*** DATASET RECORDS ***

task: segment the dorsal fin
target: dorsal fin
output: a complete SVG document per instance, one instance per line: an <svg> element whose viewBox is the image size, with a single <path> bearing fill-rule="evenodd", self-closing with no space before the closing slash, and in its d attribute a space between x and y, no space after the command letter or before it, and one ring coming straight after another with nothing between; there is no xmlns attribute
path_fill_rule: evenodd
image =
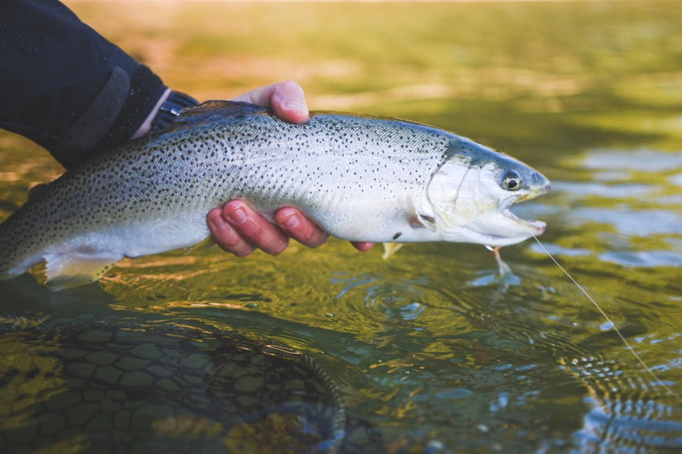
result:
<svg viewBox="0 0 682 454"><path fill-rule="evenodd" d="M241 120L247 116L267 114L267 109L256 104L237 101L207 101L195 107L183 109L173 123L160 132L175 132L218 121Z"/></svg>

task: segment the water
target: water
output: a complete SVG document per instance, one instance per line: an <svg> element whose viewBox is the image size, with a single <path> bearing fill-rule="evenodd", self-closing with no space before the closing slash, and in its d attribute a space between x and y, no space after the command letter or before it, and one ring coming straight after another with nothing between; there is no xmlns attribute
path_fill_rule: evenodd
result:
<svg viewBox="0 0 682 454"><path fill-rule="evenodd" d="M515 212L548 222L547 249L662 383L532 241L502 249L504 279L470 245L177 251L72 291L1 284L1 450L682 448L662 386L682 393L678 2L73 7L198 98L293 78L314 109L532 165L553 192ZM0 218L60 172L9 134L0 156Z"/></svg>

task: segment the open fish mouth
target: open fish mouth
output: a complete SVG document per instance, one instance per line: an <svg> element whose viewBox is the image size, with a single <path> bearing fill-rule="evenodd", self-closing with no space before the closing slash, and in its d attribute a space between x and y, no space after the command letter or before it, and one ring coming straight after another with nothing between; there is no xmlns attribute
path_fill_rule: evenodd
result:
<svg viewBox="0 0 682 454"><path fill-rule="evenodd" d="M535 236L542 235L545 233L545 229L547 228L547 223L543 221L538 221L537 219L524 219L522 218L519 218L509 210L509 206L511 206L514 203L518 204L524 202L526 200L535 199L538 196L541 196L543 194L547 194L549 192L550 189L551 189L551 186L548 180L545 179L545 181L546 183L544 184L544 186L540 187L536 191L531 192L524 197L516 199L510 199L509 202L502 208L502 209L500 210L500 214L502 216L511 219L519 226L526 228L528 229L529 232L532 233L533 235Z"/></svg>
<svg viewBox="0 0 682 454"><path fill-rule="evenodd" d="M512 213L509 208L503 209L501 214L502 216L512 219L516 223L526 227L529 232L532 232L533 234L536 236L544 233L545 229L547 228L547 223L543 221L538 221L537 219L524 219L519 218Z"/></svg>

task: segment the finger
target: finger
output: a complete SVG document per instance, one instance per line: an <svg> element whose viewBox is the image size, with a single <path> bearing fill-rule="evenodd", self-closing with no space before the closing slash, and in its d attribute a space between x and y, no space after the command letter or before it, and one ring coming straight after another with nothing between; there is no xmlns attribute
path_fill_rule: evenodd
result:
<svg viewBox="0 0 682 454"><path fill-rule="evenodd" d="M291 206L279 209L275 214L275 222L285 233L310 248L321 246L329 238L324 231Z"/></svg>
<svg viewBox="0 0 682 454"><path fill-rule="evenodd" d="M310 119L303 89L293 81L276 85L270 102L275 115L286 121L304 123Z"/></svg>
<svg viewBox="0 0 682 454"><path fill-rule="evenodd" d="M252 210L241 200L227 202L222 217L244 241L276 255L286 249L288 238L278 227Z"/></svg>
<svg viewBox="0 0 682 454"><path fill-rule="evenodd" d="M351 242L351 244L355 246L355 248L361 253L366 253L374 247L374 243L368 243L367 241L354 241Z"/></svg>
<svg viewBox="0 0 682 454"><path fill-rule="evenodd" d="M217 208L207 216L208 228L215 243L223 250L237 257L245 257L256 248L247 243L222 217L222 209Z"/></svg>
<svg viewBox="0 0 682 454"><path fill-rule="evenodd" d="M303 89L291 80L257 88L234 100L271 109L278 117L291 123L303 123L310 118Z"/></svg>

***

**REQUEST:** Extract every line of the items above that contains the word "segment", and list those lines in their original order.

**COMPLETE ANSWER:**
task: segment the dorsal fin
task: segment the water
task: segment the open fish mouth
task: segment the finger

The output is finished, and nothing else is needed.